__What is needed__
Answer from the grassroots and grasstops advocacy post:
(a) Where does public policy happen today, per the post?
(b) What two developments made institutional grassroots lobbying campaigns prevalent?
(c) Whom might you reach out to when executing a grasstops strategy?

The Power of Grassroots and Grasstops Advocacy

Strategic Advisory Services Blog #4

Public policy used to happen in quiet rooms with comfortable chairs. Today, it happens in inboxes. Welcome back to our advocacy series—in previous posts, we’ve shared why public policy advocacy is important, why the fights are increasingly at the state level, and how to identify your key stakeholders. Next up is developing the toolkit further—using grassroots and grasstops strategies to advocate for you on your most important issues.

Historically, organizations could rely almost exclusively on professional “inside” lobbyists in Washington or state capitols. Today, however, public policy is no longer made solely in private negotiations between political insiders. Because power in legislatures has become decentralized and public interest groups have proven the effectiveness of citizen campaigns, institutional grassroots lobbying campaigns have become prevalent. Whether you are a massive tech platform or a localized trade association, you need to convince politicians that the broader community is deeply concerned about your issues. Remember, the key to public policy advocacy success is demonstrating aligned interests—things like agreement on a policy issue or voter support for a reelection campaign.

Grassroots vs. Grasstops

Before we dive into some of the mechanics, it is important to distinguish between the two primary pillars of outside lobbying. Grasstops and grassroots are both an important part of any successful advocacy campaign, and they sound similar, but they serve different functions.

 

Grassroots vs Grasstops Advocacy

 

Grasstops advocacy is when you focus your outreach efforts narrowly on opinion leaders and folks who have strong connections to elected officials. It is a top-down strategy designed to engage with individuals who already have the ear of decision-makers. When executing a grasstops strategy, you might reach out to an officeholder’s donors, friends, church members, or leaders within their political party. Grasstops may include a media strategy or one-on-one meetings with these opinion influencers.

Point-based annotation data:
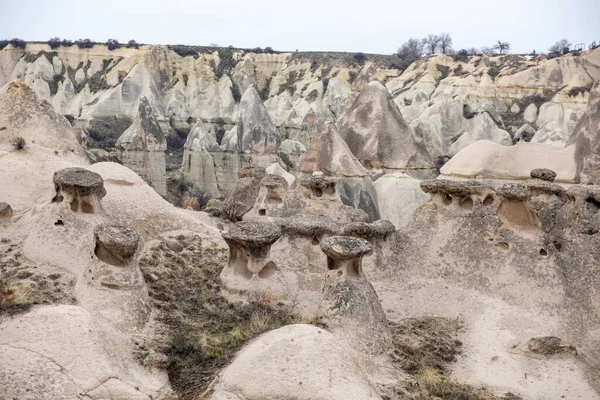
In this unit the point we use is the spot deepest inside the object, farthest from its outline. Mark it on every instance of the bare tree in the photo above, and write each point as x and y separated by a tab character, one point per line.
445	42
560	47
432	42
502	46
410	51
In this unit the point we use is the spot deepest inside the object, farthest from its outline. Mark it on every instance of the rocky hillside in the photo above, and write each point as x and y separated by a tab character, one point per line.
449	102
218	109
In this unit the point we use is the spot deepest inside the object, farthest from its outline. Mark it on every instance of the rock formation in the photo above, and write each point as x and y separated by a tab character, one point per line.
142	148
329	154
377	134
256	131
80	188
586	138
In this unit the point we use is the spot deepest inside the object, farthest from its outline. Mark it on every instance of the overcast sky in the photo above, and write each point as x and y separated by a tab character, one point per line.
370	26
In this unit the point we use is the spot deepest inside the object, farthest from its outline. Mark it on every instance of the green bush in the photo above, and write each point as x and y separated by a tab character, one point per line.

* * *

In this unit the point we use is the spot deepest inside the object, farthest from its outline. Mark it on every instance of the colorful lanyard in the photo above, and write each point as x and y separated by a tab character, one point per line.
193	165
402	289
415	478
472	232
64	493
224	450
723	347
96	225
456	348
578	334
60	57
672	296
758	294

__Task response__
(a) In inboxes.
(b) Power in legislatures became decentralized, and public interest groups proved the effectiveness of citizen campaigns.
(c) An officeholder's donors, friends, church members, or leaders within their political party.